-- BEGIN Text section --
The Solon, Ohio-based company has come up with a way to combine industrial-grade lamps with fiber-optic technology to create interior lighting systems that consume far less energy than traditional fluorescent or incandescent bulbs. A single 70-watt metal halide high-intensity discharge lamp from Fiberstars linked to the company's fiber system can provide as much lighting as eight 50-watt incandescent bulbs.

"We consume about one-third of the energy of the best fluorescent systems and about 25 percent of the typical fluorescent system," he said. Additionally, fiber lighting won't emit mercury (like fluorescent bulbs, if broken), radiate heat or give off ultraviolet light.

fiber optics

To date, the company, which was founded in the late 1980s and has received around $16 million in federal research grants, has mostly sold its EFO (efficient fiber optics) lighting systems for use in niche applications, in part because fiber costs more. Las Vegas hotels have bought them to beam special effects onto ceilings and walls.

Swimming-pool manufacturers have gravitated to the company's lights because all the electronics are located outside the water, thereby eliminating the threat of electrocution. The Declaration of Independence is lighted by a Fiberstars system because the light source does not emit ultraviolet rays or heat.

"We just did the Magna Carta a couple of months ago," Davenport said.

In 2005, it pulled in $28.3 million in revenue and reported a $7.4 million loss.

Rising electricity prices, combined with new regulations, however, could push EFO lighting closer toward the mainstream. The W Hotel in New York plans to install the lights in its notoriously murky hallways.

Whole Foods Market has replaced incandescent lights in its seafood departments at various stores with EFO. Not only is electricity consumption down, the ambient temperature of the seafood departments has dropped.

Grocery chain Albertson's ran a trial showing that the lights can reduce energy consumption in freezers. It will now test EFO to light seafood, wine, vegetables and other products. Traditional lights melt ice and can change the flavor of wine.

"There's a huge problem with potato greening," said Keith Tarver, an engineering manager at Albertson's. "It removes all of the heat out of the freezer case."

Residential EFO lighting may come next year, Davenport said.

Electric octopus
EFO essentially revolves around taming metal halide lights. Metal halide lamps are extremely efficient, capable of putting out 90 lumens per watt of energy. (A lumen is a measure of emitted visible light.) A typical incandescent bulb might produce 15 lumens per watt or less; most of the energy in lightbulbs actually gets converted into heat.
-- END Text section --
-- BEGIN Dataset content --
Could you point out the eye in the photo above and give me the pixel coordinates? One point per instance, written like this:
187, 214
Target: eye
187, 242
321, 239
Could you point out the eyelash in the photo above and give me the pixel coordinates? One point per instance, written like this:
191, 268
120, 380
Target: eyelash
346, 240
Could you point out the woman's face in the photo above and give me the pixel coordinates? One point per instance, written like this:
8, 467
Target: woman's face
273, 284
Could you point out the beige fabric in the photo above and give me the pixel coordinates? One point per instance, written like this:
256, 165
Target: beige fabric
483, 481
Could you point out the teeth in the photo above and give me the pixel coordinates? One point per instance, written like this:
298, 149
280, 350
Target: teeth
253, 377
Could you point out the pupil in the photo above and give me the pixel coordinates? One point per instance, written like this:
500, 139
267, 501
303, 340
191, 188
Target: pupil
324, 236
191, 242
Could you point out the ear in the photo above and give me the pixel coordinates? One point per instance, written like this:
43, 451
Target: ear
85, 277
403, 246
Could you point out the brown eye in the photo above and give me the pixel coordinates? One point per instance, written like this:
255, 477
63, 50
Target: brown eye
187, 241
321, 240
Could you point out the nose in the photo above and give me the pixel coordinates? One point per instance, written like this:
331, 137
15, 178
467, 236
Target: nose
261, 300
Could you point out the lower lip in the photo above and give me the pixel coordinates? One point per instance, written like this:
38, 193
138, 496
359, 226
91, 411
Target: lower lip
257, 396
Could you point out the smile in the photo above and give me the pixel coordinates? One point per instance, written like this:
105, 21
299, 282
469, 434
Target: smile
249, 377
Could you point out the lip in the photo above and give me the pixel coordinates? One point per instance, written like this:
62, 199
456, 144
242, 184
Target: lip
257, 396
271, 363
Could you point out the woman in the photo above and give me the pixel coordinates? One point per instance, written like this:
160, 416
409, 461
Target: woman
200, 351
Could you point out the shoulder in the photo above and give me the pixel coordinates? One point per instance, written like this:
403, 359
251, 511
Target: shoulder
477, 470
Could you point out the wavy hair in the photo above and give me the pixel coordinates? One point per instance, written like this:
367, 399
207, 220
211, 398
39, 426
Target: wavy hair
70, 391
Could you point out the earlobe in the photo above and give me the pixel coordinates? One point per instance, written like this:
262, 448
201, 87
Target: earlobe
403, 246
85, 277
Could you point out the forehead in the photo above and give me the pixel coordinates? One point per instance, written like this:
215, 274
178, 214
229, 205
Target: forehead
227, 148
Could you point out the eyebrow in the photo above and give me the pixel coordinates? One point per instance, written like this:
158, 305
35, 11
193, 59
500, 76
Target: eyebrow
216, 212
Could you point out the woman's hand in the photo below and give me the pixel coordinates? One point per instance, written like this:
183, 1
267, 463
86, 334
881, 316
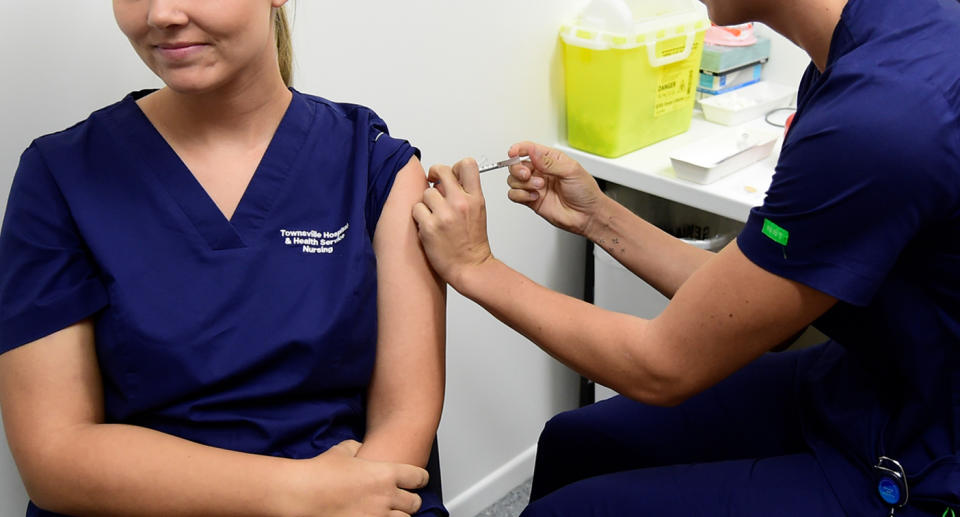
-- END Dataset content --
» Goal: In the fiber-optic lighting text, change "seafood" to "fish" throughout everything from "Whole Foods Market" down to "year, Davenport said.", then write out that stretch.

» Exercise solution:
Whole Foods Market has replaced incandescent lights in its fish departments at various stores with EFO. Not only is electricity consumption down, the ambient temperature of the fish departments has dropped.

Grocery chain Albertson's ran a trial showing that the lights can reduce energy consumption in freezers. It will now test EFO to light fish, wine, vegetables and other products. Traditional lights melt ice and can change the flavor of wine.

"There's a huge problem with potato greening," said Keith Tarver, an engineering manager at Albertson's. "It removes all of the heat out of the freezer case."

Residential EFO lighting may come next year, Davenport said.